— What to work on —
Transcribe the records exactly. Pictures do not belong in the transcription.

Saved entries
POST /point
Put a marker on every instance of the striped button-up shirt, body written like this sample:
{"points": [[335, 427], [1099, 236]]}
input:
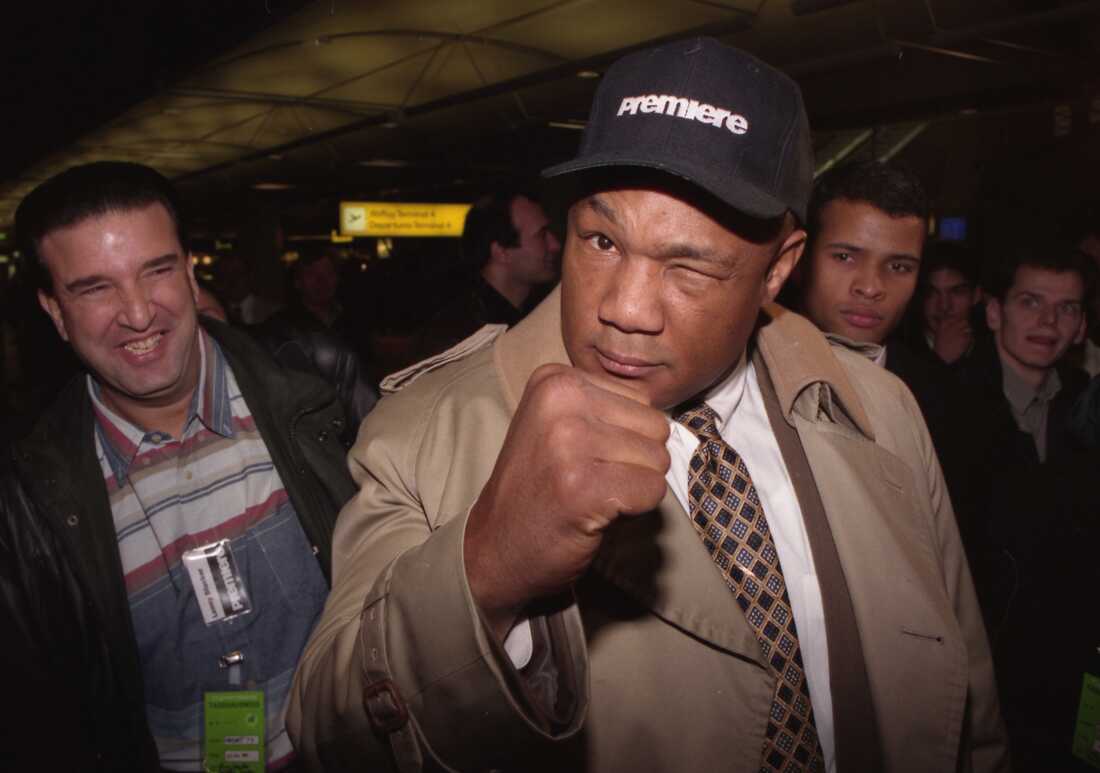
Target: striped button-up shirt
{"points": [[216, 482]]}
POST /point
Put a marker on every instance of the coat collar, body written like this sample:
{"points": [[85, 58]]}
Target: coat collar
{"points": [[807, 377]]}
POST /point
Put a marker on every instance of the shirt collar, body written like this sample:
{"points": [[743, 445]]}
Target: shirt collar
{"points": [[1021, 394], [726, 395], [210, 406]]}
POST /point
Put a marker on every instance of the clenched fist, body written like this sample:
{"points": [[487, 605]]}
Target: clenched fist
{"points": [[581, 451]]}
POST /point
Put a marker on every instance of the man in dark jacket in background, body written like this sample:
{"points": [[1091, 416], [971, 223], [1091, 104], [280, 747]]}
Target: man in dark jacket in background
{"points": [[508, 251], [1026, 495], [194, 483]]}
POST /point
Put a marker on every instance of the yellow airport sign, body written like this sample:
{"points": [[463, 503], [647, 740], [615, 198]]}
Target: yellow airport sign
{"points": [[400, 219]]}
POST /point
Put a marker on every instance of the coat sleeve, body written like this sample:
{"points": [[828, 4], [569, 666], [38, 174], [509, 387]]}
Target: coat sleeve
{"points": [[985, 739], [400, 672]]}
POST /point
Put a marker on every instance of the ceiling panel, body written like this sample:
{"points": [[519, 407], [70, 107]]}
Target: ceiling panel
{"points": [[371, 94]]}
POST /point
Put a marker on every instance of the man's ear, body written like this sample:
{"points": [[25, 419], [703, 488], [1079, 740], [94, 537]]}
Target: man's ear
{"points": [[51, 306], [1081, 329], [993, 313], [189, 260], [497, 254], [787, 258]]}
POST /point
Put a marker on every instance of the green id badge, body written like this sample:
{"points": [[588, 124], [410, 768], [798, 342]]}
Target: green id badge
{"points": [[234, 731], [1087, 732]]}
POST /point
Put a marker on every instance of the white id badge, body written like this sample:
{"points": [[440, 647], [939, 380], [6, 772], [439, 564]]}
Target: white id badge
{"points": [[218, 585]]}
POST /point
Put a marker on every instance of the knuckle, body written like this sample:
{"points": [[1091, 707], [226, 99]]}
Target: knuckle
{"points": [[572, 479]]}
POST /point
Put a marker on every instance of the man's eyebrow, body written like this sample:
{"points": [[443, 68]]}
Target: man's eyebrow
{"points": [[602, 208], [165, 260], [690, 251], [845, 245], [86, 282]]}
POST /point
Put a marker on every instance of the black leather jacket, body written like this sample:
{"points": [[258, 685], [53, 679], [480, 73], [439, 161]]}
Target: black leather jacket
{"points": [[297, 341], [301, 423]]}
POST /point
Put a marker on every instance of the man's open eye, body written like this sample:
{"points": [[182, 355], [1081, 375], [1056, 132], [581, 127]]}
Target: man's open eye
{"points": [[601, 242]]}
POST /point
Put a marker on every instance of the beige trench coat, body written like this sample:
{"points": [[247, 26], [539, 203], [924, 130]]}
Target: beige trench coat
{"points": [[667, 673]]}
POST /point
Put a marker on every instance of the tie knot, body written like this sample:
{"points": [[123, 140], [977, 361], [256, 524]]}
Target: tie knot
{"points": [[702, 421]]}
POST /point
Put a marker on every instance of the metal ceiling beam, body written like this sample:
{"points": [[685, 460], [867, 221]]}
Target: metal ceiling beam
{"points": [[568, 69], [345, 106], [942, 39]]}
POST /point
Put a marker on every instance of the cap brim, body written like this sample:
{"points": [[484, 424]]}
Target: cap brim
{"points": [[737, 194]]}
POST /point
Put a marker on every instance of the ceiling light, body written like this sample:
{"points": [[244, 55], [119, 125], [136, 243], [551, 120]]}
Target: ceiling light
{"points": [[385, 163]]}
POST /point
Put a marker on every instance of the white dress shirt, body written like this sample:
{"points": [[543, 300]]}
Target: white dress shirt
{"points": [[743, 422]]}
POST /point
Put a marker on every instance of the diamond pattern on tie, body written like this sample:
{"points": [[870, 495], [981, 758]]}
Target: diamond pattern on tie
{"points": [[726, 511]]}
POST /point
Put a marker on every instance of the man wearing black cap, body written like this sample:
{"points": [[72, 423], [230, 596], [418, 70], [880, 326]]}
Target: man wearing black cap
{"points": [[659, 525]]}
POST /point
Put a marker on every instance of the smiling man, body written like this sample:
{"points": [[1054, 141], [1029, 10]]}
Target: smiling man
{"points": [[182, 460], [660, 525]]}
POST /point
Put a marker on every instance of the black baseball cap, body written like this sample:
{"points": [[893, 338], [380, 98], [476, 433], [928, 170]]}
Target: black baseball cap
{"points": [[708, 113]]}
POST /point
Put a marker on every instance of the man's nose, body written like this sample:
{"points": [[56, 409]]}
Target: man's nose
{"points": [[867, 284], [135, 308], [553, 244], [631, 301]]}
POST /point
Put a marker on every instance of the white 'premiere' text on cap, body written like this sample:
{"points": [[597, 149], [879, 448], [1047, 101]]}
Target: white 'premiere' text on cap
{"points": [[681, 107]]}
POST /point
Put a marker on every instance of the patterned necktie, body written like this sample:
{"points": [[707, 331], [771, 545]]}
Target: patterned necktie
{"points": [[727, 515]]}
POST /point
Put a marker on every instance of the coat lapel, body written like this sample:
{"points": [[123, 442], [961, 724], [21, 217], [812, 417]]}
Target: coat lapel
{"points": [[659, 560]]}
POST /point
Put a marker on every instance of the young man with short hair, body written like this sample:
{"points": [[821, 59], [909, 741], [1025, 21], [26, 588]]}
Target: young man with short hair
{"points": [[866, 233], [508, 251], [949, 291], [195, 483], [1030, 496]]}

— Response box —
POST /point
Put a marker on every instance of the striped button-up shirt, body written like this sample:
{"points": [[335, 427], [1099, 236]]}
input:
Target: striped button-up shirt
{"points": [[216, 482]]}
POST /point
Put a marker on every instance of the coat collar, body written like this sample:
{"points": [[85, 58]]}
Target: coat collar
{"points": [[807, 377]]}
POST /point
Put a marker on every instance of the shirt collar, body written like this sample:
{"points": [[743, 445]]}
Target: shirt collar
{"points": [[1021, 394], [726, 395], [210, 406]]}
POST /point
Put a marker on every instance of the clenched fist, body written like this sample:
{"points": [[487, 605]]}
Target: clenched fist
{"points": [[581, 451]]}
POST /point
Put a marker on every instance of the man in dark jacket in background, body written like this sample:
{"points": [[1091, 416], [971, 223], [1091, 104], [280, 747]]}
Target: man in dark jacket in background
{"points": [[508, 251], [1026, 495], [194, 483]]}
POST /point
Put a marker on every instance of the yellow airport sign, body written like this sample:
{"points": [[463, 503], [647, 740], [615, 198]]}
Target: yellow airport sign
{"points": [[400, 219]]}
POST /point
Put a marker on every instance of the coat sleeve, body written like this sample:
{"points": [[828, 4], [569, 666], [38, 174], [509, 387]]}
Target: coat sleeve
{"points": [[985, 739], [400, 672]]}
POST /point
Put a marker on every instance of the ceiling panel, body written like this sample:
{"points": [[519, 407], [70, 107]]}
Target: ceiling panel
{"points": [[371, 94]]}
POST /point
Put a marker on every instance of the man's ear, body written like this sample:
{"points": [[25, 419], [703, 488], [1079, 740], [94, 537]]}
Target: man's ear
{"points": [[51, 306], [1081, 329], [993, 313], [189, 260], [497, 254], [787, 258]]}
POST /point
Put a marker on every instance of the green id badge, body written like this sample:
{"points": [[588, 124], [410, 768], [798, 342]]}
Target: green id badge
{"points": [[234, 731], [1087, 732]]}
POST /point
Put a marker on every instance of the white id badge, body written like this sample:
{"points": [[440, 647], [939, 380], [6, 772], [439, 564]]}
Target: white id badge
{"points": [[218, 585]]}
POST /point
Put a marker on every instance of the knuckle, body written like this sample:
{"points": [[1091, 707], [226, 99]]}
Target: knuckle
{"points": [[572, 479]]}
POST /point
Put a marker on every instance of the man's eyebrow, body written like this sample:
{"points": [[443, 68]]}
Target: man's eyebrow
{"points": [[602, 208], [165, 260], [690, 251], [845, 245], [86, 282]]}
POST /point
Put a marker on every instance of the black leather jacket, body written like this sample:
{"points": [[258, 685], [53, 679], [480, 73], [439, 161]]}
Target: black leather jacket
{"points": [[297, 341], [301, 423]]}
POST /point
Put a marker on every instance of the man's open eye, body written like this sample:
{"points": [[182, 355], [1081, 375], [1056, 132], [581, 127]]}
Target: man's open eye
{"points": [[601, 242]]}
POST /point
Put a marker on every instance of the beige trench coat, body written like this sample:
{"points": [[247, 26], [539, 203], [924, 130]]}
Target: beige trench coat
{"points": [[667, 673]]}
POST /point
Put a marker on every instance of the tie knot, body written like this sample:
{"points": [[123, 140], [977, 361], [256, 524]]}
Target: tie knot
{"points": [[702, 421]]}
POST /point
Put a marker on every instance of the metal ceiling beam, body written like this sample:
{"points": [[685, 460], [867, 221]]}
Target: metal ceiling beam
{"points": [[568, 69], [345, 106], [942, 39]]}
POST /point
Put a marker on every instance of the cap brim, body written like this sample:
{"points": [[484, 424]]}
Target: cap brim
{"points": [[737, 194]]}
POST /point
Put a marker on every instance of the ceiling light, body written like this sample:
{"points": [[244, 55], [119, 125], [136, 243], [551, 120]]}
Target: ceiling light
{"points": [[385, 163]]}
POST /point
Put a marker on every instance of the white dress shirt, body written like this sample:
{"points": [[543, 300]]}
Target: white dress shirt
{"points": [[743, 422]]}
POST /point
Put a marker on every instance of the diamond pattern on tie, body written like this sample:
{"points": [[870, 495], [981, 758]]}
Target: diamond pattern on tie
{"points": [[726, 511]]}
POST /point
Put a marker on every instance of the man wearing black cap, body written like this sample:
{"points": [[72, 423], [230, 596], [418, 70], [880, 326]]}
Target: man wearing black cap
{"points": [[659, 525]]}
POST /point
Put a marker on every instance of the smiling man, body written like this sample:
{"points": [[1054, 141], [1029, 10]]}
Target: smiling man
{"points": [[182, 460], [660, 525]]}
POST /point
Put a marker on every instance of the black baseball cap, body written like this sample:
{"points": [[893, 338], [380, 98], [476, 433], [928, 170]]}
Target: black baseball cap
{"points": [[708, 113]]}
POST /point
Put a marker on every instance of the man's nose, body written like this sample:
{"points": [[56, 409]]}
Target: man's nose
{"points": [[867, 284], [135, 308], [553, 244], [631, 301]]}
POST /point
Put a marker on every instance of the white 'premiere' text on cap, body written like this sample:
{"points": [[597, 149], [879, 448], [1047, 101]]}
Target: white 'premiere' text on cap
{"points": [[681, 107]]}
POST /point
Put a marker on every instance of the patterned necktie, body written like this sample:
{"points": [[707, 331], [771, 545]]}
Target: patterned necktie
{"points": [[727, 515]]}
POST /point
Put a marker on every instance of the coat lapel, body written like this sample:
{"points": [[123, 442], [961, 724], [21, 217], [812, 417]]}
Target: coat lapel
{"points": [[659, 560]]}
POST /point
Put a marker on every instance of the young man with short hair, body written like this sample:
{"points": [[821, 59], [909, 741], [1025, 21], [26, 588]]}
Target: young man with short hair
{"points": [[866, 233], [508, 251], [949, 291], [195, 483], [1030, 496]]}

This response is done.